Although the underlying content is still visible on the page and can still be indexed by Google, the content can still be visually obscured by interstitial ads. For most users, this can be a frustrating experience. Pages that use intrusive interstitial ads can deliver a poorer experience to users in contrast to pages where the content is immediately visible.

Here are some examples of improper ad placement:

  • A pop-up ad that covers the main content while the users navigate to a page or while they are browsing the page.
  • Displaying a standalone interstitial that the user has to dismiss before they can access the main content.
  • Using a layout where the above-the-fold portion of the page resembles a standalone interstitial ad with the main content placd below the fold.

Are there exceptions to this new Google rule?

The following will not be affected by the new campaign:

  • Interstitial ads that respond to a legal obligation such as for using cookies or verifying age
  • Login dialogs on sites where content is not available for public indexing
  • Banners that take up a reasonable amount of screen space and can be easily dismissed

Conclusion

The new move by Google may seem like unwelcome news for website owners. The proposed change is likely to take away either visitors or ad revenue. It’s really not a surprise if you begin to think whether Google is trying to police the ad placement or not.

Then again, before you panic, you can still get a high search engine ranking even if you have interstitial ads on your site. As long as you have relevant and high-quality content, you have really nothing to worry about.

Bottom line, these new changes should be able to make a difference in the long run, especially in terms of user experience.

**DIRECTION A:**
Locate every line in the rows that contains the word "berry", and copy each of those lines.
The rows have no connection to the text on interstitial ads.

**DATASET RECORDS:**
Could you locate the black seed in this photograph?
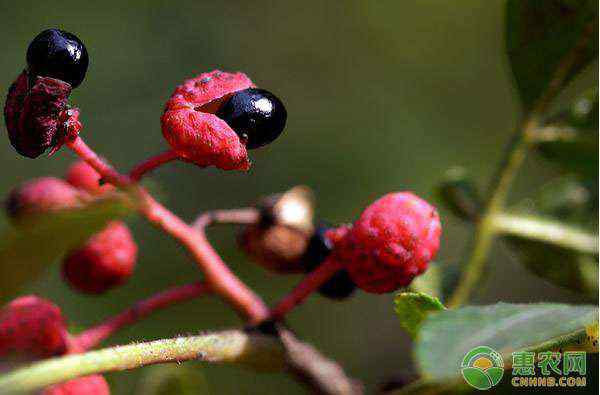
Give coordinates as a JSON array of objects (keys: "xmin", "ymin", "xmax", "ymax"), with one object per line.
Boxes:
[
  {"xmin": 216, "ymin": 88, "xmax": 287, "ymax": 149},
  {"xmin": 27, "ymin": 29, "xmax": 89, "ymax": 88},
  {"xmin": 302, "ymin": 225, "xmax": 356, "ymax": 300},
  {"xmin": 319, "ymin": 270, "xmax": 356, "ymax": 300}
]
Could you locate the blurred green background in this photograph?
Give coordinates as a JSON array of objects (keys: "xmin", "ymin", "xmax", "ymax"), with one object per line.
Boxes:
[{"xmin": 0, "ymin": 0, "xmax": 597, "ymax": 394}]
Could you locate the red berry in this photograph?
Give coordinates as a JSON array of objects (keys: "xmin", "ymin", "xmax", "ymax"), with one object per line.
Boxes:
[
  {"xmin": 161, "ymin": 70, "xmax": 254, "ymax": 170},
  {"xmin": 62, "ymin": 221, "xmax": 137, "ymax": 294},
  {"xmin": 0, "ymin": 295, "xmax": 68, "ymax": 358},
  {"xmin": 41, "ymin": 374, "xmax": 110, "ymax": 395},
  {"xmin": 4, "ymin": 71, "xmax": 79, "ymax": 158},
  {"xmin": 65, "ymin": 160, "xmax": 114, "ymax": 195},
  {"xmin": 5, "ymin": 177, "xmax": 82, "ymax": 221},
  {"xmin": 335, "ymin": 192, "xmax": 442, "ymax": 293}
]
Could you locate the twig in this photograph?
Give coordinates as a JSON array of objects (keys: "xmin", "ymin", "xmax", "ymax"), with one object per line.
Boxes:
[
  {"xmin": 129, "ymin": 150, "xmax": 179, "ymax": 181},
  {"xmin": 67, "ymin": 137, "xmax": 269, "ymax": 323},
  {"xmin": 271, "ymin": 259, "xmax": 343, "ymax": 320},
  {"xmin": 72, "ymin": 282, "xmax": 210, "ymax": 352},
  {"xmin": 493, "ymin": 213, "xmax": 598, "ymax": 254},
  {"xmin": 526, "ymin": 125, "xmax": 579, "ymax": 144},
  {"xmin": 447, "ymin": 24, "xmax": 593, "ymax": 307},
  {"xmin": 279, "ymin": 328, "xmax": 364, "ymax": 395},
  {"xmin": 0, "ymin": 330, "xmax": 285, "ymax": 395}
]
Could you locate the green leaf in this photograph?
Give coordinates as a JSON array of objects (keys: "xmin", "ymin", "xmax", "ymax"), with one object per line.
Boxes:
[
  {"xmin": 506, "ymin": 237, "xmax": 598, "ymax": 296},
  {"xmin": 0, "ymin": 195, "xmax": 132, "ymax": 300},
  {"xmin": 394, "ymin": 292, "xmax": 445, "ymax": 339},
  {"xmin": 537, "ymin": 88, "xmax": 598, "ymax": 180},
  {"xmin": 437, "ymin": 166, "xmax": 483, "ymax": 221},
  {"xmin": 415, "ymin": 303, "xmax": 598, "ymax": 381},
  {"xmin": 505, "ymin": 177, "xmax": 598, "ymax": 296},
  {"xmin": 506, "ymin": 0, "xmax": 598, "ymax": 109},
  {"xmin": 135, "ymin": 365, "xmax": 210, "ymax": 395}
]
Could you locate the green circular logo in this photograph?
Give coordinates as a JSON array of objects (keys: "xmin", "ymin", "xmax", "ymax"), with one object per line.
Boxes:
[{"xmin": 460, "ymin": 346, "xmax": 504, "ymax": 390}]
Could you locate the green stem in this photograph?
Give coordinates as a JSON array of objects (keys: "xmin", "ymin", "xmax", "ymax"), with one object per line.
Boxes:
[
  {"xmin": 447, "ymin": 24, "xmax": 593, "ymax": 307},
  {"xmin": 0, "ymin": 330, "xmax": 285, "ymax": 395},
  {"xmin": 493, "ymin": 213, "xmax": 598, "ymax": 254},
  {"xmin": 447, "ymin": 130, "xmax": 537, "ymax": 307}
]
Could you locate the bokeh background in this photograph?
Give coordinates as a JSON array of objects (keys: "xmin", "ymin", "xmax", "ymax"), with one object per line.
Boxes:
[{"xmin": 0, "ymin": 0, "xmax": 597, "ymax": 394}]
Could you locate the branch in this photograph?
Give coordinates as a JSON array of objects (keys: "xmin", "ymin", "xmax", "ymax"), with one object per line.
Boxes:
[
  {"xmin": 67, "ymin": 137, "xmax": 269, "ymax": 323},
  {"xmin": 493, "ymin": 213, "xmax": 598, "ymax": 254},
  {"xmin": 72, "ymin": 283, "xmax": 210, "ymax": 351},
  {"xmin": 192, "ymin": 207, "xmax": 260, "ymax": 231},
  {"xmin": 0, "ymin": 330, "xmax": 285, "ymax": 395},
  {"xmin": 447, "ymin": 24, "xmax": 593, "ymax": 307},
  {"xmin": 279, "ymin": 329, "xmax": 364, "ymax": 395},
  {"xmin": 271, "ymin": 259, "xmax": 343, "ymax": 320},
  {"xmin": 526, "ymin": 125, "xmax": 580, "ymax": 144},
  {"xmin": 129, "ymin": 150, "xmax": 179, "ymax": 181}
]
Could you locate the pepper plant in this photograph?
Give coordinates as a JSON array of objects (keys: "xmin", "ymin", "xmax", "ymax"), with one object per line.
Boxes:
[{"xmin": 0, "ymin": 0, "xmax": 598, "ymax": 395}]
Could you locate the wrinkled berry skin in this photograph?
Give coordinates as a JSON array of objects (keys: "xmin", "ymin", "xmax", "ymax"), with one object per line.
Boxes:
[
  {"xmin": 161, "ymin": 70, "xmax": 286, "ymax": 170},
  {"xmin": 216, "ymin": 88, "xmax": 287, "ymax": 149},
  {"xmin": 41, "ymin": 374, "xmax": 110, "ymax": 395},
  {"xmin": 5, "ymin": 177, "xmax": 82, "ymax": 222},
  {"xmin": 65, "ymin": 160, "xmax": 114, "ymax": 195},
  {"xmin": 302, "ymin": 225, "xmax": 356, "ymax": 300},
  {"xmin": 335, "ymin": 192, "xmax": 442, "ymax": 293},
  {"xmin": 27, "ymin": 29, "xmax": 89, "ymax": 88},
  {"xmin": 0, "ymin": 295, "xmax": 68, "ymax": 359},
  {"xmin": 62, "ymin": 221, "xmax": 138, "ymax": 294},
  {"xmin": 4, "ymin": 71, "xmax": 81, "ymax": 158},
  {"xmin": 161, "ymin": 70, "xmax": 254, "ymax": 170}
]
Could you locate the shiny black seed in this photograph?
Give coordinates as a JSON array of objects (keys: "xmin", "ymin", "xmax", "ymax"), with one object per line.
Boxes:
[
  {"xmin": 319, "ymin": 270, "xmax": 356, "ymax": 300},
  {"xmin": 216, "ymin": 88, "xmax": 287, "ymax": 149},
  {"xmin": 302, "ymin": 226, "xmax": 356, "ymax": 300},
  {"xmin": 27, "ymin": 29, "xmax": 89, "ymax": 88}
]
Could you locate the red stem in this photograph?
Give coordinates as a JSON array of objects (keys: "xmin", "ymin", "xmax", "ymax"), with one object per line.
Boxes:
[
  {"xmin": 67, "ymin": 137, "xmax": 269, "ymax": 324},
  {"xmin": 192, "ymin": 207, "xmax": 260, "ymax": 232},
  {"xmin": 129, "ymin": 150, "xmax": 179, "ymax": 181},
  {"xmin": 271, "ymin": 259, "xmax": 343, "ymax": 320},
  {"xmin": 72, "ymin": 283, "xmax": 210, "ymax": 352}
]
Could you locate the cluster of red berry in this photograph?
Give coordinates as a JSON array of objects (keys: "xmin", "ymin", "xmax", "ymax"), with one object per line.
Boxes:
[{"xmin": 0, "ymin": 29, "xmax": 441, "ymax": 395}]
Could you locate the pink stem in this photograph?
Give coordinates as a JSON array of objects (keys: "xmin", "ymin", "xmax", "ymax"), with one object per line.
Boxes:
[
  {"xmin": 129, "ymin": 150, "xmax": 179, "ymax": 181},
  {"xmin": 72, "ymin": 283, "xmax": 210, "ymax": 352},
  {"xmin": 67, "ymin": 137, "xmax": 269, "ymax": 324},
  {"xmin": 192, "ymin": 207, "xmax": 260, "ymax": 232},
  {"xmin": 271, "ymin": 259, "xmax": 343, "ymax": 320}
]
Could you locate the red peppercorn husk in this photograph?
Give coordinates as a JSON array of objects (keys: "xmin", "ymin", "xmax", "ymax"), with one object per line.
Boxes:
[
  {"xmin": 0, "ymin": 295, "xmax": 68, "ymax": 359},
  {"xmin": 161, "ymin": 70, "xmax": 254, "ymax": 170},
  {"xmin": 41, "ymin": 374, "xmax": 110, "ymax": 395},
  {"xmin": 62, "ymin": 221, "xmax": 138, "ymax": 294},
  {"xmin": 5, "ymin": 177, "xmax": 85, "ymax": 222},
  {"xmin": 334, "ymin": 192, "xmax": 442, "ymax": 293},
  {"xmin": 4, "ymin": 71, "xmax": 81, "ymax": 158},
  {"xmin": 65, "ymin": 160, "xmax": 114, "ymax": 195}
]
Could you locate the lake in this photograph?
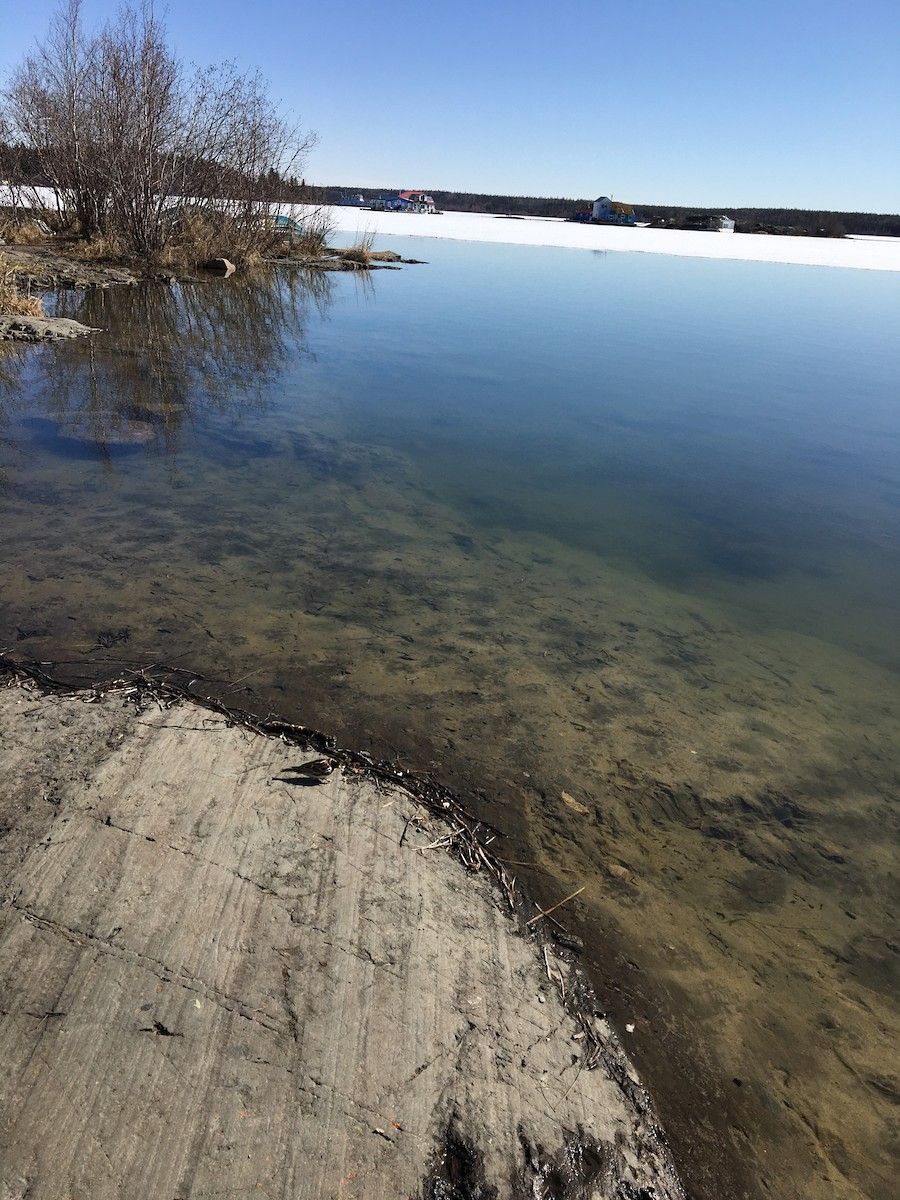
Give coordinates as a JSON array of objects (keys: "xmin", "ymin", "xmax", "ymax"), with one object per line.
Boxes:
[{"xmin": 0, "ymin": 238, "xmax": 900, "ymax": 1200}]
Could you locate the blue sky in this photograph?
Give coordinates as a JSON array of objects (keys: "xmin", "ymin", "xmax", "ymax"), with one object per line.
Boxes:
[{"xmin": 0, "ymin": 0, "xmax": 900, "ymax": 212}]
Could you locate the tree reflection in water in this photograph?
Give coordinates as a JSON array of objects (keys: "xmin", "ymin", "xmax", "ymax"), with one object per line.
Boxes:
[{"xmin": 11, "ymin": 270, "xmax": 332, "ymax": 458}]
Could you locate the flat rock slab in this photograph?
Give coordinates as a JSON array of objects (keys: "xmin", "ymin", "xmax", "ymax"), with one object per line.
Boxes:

**DIRECTION B:**
In the text on interstitial ads, rewrite the paragraph beginning "Although the underlying content is still visible" in shorter form while keeping its main facts.

**PROBLEM SOLUTION A:**
Could you locate the red berry in this photograph?
Could you locate the wrinkled berry skin in this photograph?
Could you locate the cluster of red berry in this photograph?

**PROBLEM SOLUTION B:**
Interstitial ads can visually hide page content, even though that content stays visible on the page and can still be indexed by Google. Most users find this frustrating. Pages with intrusive interstitials can give a poorer experience than pages whose content is immediately visible.